:: Available records ::

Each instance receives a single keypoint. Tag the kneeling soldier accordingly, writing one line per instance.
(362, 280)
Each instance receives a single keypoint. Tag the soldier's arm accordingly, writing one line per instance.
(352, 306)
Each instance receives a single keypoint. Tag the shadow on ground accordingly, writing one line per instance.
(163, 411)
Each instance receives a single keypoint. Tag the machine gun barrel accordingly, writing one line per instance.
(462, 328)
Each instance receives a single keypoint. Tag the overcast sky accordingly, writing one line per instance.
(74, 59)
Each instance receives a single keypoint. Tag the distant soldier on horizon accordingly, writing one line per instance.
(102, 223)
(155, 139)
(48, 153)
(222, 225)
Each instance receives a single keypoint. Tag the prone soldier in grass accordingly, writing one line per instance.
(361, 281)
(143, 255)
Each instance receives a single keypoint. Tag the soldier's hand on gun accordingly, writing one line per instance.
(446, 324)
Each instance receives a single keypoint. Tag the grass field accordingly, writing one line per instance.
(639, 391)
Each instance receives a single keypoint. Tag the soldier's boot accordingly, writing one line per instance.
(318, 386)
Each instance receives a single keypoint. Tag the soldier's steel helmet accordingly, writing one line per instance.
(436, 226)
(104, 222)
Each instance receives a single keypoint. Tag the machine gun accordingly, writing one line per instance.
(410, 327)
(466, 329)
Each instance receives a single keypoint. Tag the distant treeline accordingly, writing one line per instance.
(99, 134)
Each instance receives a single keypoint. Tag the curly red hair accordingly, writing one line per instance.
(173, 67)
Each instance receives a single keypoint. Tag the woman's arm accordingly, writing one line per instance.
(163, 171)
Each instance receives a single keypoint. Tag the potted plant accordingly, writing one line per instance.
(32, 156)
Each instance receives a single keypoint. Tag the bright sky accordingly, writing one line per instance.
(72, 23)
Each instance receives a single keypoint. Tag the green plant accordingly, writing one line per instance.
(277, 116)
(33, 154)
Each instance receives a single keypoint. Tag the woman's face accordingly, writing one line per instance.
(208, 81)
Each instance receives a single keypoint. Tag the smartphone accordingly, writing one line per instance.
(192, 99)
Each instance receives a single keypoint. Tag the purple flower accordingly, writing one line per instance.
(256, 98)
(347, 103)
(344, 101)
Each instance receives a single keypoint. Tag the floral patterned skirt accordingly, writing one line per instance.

:::
:: Available records ::

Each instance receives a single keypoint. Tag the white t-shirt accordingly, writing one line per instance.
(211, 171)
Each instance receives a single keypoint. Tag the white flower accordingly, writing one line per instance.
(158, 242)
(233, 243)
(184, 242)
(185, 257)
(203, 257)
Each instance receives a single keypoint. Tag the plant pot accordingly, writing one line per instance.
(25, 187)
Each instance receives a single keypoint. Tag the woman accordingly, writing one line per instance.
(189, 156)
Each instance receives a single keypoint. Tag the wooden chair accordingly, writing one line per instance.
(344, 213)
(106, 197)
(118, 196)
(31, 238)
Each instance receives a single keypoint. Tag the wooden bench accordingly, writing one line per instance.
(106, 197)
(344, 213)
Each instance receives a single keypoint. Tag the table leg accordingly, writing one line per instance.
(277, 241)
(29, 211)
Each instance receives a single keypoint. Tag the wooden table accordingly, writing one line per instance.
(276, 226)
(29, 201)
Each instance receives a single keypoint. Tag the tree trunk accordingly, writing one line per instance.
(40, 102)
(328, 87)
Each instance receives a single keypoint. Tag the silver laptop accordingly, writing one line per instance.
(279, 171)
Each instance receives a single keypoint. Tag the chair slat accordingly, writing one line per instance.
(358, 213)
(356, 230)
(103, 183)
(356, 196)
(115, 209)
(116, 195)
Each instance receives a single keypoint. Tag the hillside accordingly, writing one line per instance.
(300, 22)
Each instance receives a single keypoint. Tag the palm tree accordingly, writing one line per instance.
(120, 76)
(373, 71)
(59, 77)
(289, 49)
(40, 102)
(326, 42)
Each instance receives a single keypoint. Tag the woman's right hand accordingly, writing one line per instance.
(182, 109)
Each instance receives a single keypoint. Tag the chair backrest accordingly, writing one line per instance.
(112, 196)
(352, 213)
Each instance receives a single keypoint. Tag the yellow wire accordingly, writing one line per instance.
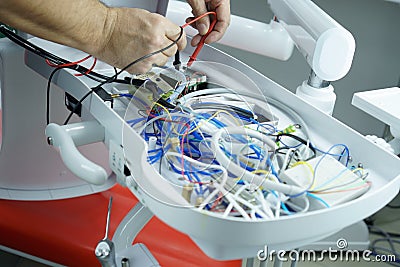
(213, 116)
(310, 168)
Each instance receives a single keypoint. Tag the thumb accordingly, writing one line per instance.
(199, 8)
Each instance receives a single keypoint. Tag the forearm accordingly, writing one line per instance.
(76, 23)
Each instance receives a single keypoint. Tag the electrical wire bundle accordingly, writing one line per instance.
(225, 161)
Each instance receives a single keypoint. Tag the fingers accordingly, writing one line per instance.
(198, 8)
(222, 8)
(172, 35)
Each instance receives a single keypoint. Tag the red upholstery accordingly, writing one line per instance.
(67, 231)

:::

- Work instructions:
Reproduce the data from the line with "Each instance receives a single keypoint. Tag the potted" to the line with "Each instance receives a single keypoint. Tag the floral", swapping "purple" for "violet" and keeping everything else the same.

- Exercise output:
Each instance receives a single keypoint. Tag the potted plant accordingly, writing one line per instance.
(32, 156)
Each instance receives a single keypoint. Tag the bright sky accordingly, writing one line per instance.
(72, 23)
Each instance receives a single keypoint. Tag the green plant accordingly, writing one line per instance.
(277, 116)
(33, 154)
Each instance receives a single keypoint. Tag the woman's face accordingly, writing one line per instance.
(208, 81)
Each instance receives a single keypoint. Tag the smartphone accordingly, writing one line per instance.
(192, 99)
Each instance receives a single keypoint. Tag the violet flower accordingly, writing one line per instance.
(256, 98)
(347, 103)
(344, 101)
Each instance receives a single keypoint. Tag the floral patterned skirt accordingly, writing one line per instance.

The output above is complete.